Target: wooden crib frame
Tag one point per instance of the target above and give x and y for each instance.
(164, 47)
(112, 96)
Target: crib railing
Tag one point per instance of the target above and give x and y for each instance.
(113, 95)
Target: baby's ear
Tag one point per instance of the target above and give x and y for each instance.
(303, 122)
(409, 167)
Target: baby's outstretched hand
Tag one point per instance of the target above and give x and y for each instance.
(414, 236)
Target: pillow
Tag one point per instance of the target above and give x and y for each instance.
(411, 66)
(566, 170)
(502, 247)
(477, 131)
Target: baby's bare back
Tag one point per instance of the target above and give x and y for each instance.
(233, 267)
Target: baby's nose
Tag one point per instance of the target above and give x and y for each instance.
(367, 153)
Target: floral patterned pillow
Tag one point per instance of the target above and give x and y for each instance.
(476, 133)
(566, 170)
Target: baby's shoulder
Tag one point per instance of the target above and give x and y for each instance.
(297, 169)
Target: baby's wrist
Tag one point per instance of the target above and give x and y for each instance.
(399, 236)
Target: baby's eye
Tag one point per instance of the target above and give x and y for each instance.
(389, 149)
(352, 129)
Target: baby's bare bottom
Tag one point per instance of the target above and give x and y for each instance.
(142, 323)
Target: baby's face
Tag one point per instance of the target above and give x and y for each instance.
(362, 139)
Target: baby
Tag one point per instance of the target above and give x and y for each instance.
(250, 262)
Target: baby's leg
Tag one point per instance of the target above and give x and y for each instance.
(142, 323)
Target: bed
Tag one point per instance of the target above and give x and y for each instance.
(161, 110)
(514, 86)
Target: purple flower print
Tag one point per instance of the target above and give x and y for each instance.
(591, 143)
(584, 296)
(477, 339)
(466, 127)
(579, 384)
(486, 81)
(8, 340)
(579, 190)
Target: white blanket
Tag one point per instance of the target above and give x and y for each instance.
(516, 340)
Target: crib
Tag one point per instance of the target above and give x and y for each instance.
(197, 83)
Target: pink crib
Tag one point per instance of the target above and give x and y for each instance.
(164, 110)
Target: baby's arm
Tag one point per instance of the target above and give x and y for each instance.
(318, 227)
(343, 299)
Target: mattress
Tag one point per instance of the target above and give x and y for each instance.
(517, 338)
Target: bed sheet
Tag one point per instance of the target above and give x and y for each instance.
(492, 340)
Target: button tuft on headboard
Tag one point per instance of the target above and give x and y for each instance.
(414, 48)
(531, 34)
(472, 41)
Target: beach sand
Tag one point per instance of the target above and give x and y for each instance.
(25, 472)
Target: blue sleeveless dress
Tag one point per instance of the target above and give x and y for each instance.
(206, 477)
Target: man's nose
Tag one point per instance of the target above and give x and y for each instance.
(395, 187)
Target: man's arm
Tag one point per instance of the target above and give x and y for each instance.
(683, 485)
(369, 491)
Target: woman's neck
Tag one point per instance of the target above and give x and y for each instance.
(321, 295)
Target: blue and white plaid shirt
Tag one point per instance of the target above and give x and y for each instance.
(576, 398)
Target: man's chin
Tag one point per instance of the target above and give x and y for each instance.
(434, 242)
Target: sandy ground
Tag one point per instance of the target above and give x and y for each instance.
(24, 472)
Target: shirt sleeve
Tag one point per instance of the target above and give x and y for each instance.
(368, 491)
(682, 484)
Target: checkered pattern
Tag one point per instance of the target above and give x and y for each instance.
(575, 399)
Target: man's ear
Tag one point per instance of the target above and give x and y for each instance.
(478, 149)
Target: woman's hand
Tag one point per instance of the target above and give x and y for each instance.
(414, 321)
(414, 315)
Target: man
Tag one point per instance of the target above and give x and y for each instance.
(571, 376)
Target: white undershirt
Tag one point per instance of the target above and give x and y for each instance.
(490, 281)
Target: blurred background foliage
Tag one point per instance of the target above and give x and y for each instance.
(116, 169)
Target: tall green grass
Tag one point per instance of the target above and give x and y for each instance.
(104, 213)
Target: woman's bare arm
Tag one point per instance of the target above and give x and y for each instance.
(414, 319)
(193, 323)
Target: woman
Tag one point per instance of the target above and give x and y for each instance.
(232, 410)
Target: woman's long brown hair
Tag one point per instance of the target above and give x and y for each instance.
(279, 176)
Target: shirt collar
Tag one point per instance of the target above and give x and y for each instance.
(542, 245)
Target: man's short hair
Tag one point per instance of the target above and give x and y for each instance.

┄┄┄┄┄┄

* **WORK TO BE COMPLETED**
Reproduce the records exactly as they appear.

* **REPLY TO THE TASK**
Target: wooden crib frame
Tag one point per instance of the target above and give x and y for each instance.
(164, 47)
(112, 96)
Target: crib railing
Tag one point per instance of the target above and give x and y for each instance.
(113, 95)
Target: baby's ear
Tag one point per instance of the target above and give x and y for each instance.
(303, 122)
(409, 167)
Target: baby's outstretched hand
Tag one point per instance of the target above and give x and y for each instance.
(414, 236)
Target: pillow
Tag one point per instance of the target above and give x and y for each instance.
(411, 66)
(566, 170)
(502, 247)
(477, 131)
Target: baby's bare back
Tag one point per instance of the target above and give x and y for each instance.
(233, 267)
Target: baby's nose
Tag one point per instance of the target above and give x and y for each instance.
(367, 153)
Target: floral patterned pillow
Tag one point per instance of the target above and give x and y for each instance.
(476, 133)
(566, 170)
Target: baby's shoulder
Tag one point per instance of the target above and give x and y for each instance.
(297, 169)
Target: baby's wrist
Tag one point per instance of the target above and give x and y for each instance.
(399, 236)
Target: baby's eye
Tag one point per instance of the target above and give x and y for each instance.
(389, 149)
(352, 129)
Target: baby's bare bottom
Tag one point per instance of the target above and give x and y for each instance.
(142, 323)
Target: baby's face
Tag one point per instance of the target above and give x and y for each instance.
(362, 139)
Target: baby
Tag one point per instance of the target above and give x and y for each instance.
(250, 262)
Target: baby's leg
Tag one point per instance of the target above and give x and y for each instance.
(142, 323)
Target: bed
Tag one point per instance of the target above and give x and y for each instance.
(161, 110)
(514, 86)
Target: purple flower print
Tag one point per instance of the target above and give x and y for each instance.
(591, 143)
(584, 296)
(477, 339)
(466, 127)
(579, 384)
(486, 81)
(8, 340)
(579, 190)
Target: white blanket
Tag one point per instance of the target above and give x and y for each instance.
(516, 340)
Target: crib
Tag one point per instance of the target above and give x and y for each instance.
(197, 83)
Target: pink crib
Tag one point per instance of the target above and give x and y for each instance.
(164, 110)
Target: baby's arm
Tag one point per instance of the target above and give x and y for each instance.
(318, 227)
(343, 299)
Target: mattress
Tag one point per instance of the target above and give x and y for each instance.
(517, 338)
Target: bed sheet
Tag one point per instance of the target above and give x and y for each instance.
(492, 340)
Target: button tuft on headboard
Tag one point per instance of the target above and give x and y for each instance.
(414, 48)
(531, 34)
(472, 41)
Target: beach sand
Tag one point per instance of the target above and give x and y for each instance.
(25, 472)
Target: blue sleeveless dress
Tag one point per instance of the target above and give x and y for each instance.
(206, 477)
Target: man's nose
Tag one point per instance of the target above and give x and y for each instance.
(395, 187)
Target: man's arm
Tag one point per instance of the target above and give x and y for each instance.
(683, 485)
(369, 491)
Target: woman's neck
Tag one point per instance of the target above and give x and y for each instance.
(321, 295)
Target: blue and white plaid shirt
Tag one point per instance of the target above and give x and y for each instance.
(576, 398)
Target: man's chin
Tag one point per instance of the target above and give x and y for each instance.
(434, 242)
Target: sandy ground
Tag one point per instance of the target above and give x and y for each instance.
(24, 472)
Target: shirt sleeve
Tag one point per instance of the target above and give x and y for each instance.
(368, 491)
(682, 484)
Target: checkered pattern
Tag one point per instance of the target above and give x and y for each instance.
(575, 399)
Target: man's ear
Tag one point per instance of the target above and give x and y for each instance.
(478, 149)
Target: woman's hand
Tag one point per instance of the target above and give x and y for each instance.
(414, 321)
(414, 315)
Target: man
Tag one point per instance of the target above and give x and y for each instance.
(571, 376)
Target: white undershirt
Tag one point per instance of the target above and give x and y for each instance.
(490, 281)
Target: blurred background foliage
Tag one point per instance of the target above and give x and y for each instance.
(116, 169)
Target: tall green grass
Tag one point per instance of the target above and give x and y for each instance.
(104, 213)
Target: woman's bare arm
Tag one point per instance of the target above and give x and y for each instance.
(414, 319)
(193, 323)
Target: woman
Tag one point per instance of the target above and give x and y for each instance.
(232, 410)
Target: woman's long brown hair
Tag one point per instance of the target above and give x and y for each instance.
(279, 176)
Target: shirt collar
Tag one point per instance of the target above and give x and y for each instance.
(542, 245)
Target: man's short hair
Tag one point per instance of the target above and give x and y for each instance.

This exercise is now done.